Write out every record below word for word, changing nothing.

[A run of records]
————
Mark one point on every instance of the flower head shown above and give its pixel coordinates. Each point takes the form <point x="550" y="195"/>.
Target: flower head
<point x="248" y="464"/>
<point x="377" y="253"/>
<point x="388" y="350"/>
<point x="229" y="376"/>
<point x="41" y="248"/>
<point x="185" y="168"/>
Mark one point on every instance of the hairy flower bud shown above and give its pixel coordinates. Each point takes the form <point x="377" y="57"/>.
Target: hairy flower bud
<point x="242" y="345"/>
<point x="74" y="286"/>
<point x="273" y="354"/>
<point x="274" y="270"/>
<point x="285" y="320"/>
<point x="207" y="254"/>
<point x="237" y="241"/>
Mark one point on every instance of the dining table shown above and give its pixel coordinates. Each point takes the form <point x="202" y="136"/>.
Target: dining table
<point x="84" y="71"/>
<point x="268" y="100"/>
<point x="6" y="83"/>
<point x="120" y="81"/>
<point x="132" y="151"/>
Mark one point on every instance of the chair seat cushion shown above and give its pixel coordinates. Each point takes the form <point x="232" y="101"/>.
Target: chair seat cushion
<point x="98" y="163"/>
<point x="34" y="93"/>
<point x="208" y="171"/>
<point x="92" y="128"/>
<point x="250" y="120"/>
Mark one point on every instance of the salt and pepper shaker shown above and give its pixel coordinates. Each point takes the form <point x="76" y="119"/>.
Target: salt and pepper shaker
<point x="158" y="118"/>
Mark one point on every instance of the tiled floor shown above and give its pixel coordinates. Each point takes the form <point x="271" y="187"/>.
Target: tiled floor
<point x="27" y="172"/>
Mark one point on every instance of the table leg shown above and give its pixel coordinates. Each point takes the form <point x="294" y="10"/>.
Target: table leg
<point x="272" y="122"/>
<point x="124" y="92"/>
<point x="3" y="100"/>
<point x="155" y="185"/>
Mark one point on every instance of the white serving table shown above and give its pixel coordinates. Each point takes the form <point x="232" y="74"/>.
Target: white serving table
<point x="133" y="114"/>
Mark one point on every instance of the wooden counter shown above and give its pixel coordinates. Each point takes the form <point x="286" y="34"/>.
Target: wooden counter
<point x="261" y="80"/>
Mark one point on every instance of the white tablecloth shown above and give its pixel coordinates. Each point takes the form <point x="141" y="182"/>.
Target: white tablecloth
————
#### SOLUTION
Mark one point on every instance of the flower head shown above and give its pixel coordinates. Each point takes the form <point x="550" y="195"/>.
Target: flower head
<point x="248" y="464"/>
<point x="377" y="253"/>
<point x="388" y="350"/>
<point x="229" y="376"/>
<point x="41" y="248"/>
<point x="185" y="168"/>
Mark one point on every instance of the hairy flower bud shown above and give its pixel coordinates. Each point takes the form <point x="377" y="57"/>.
Target: hairy flower bud
<point x="242" y="345"/>
<point x="74" y="286"/>
<point x="273" y="354"/>
<point x="274" y="270"/>
<point x="285" y="320"/>
<point x="207" y="254"/>
<point x="237" y="241"/>
Mark one point on every instance of the dining table shown above and give its pixel coordinates. Each point takes the form <point x="202" y="136"/>.
Target: dining table
<point x="84" y="71"/>
<point x="268" y="100"/>
<point x="6" y="83"/>
<point x="120" y="81"/>
<point x="132" y="151"/>
Mark one point on every instance of the chair seat cushion shown above and give its pixel coordinates. Each point takes the form <point x="232" y="101"/>.
Target: chair seat cushion
<point x="98" y="163"/>
<point x="34" y="93"/>
<point x="208" y="171"/>
<point x="92" y="128"/>
<point x="250" y="120"/>
Mark one point on every instance of the salt and pepper shaker shown above and give its pixel coordinates. Each point takes the form <point x="76" y="119"/>.
Target: salt and pepper shaker
<point x="158" y="118"/>
Mark one point on every instance of the tiled floor shown above and give its pixel coordinates. Each point takes the form <point x="271" y="187"/>.
Target: tiled floor
<point x="27" y="172"/>
Mark one point on every instance of the table leg shown above and give its pixel coordinates. Each point takes the form <point x="294" y="10"/>.
Target: table leg
<point x="272" y="122"/>
<point x="124" y="92"/>
<point x="3" y="100"/>
<point x="155" y="185"/>
Mark one point on every instance of the white serving table shown above and give its pixel coordinates. Each point takes the form <point x="232" y="74"/>.
Target: white serving table
<point x="133" y="114"/>
Mark one point on every instance of the wooden counter shown above and give its pixel coordinates. Each point takes the form <point x="286" y="34"/>.
Target: wooden counter
<point x="261" y="80"/>
Mark one point on every instance of the white tablecloth shown above and give its pixel coordinates. Each point takes the form <point x="141" y="182"/>.
Target: white tablecloth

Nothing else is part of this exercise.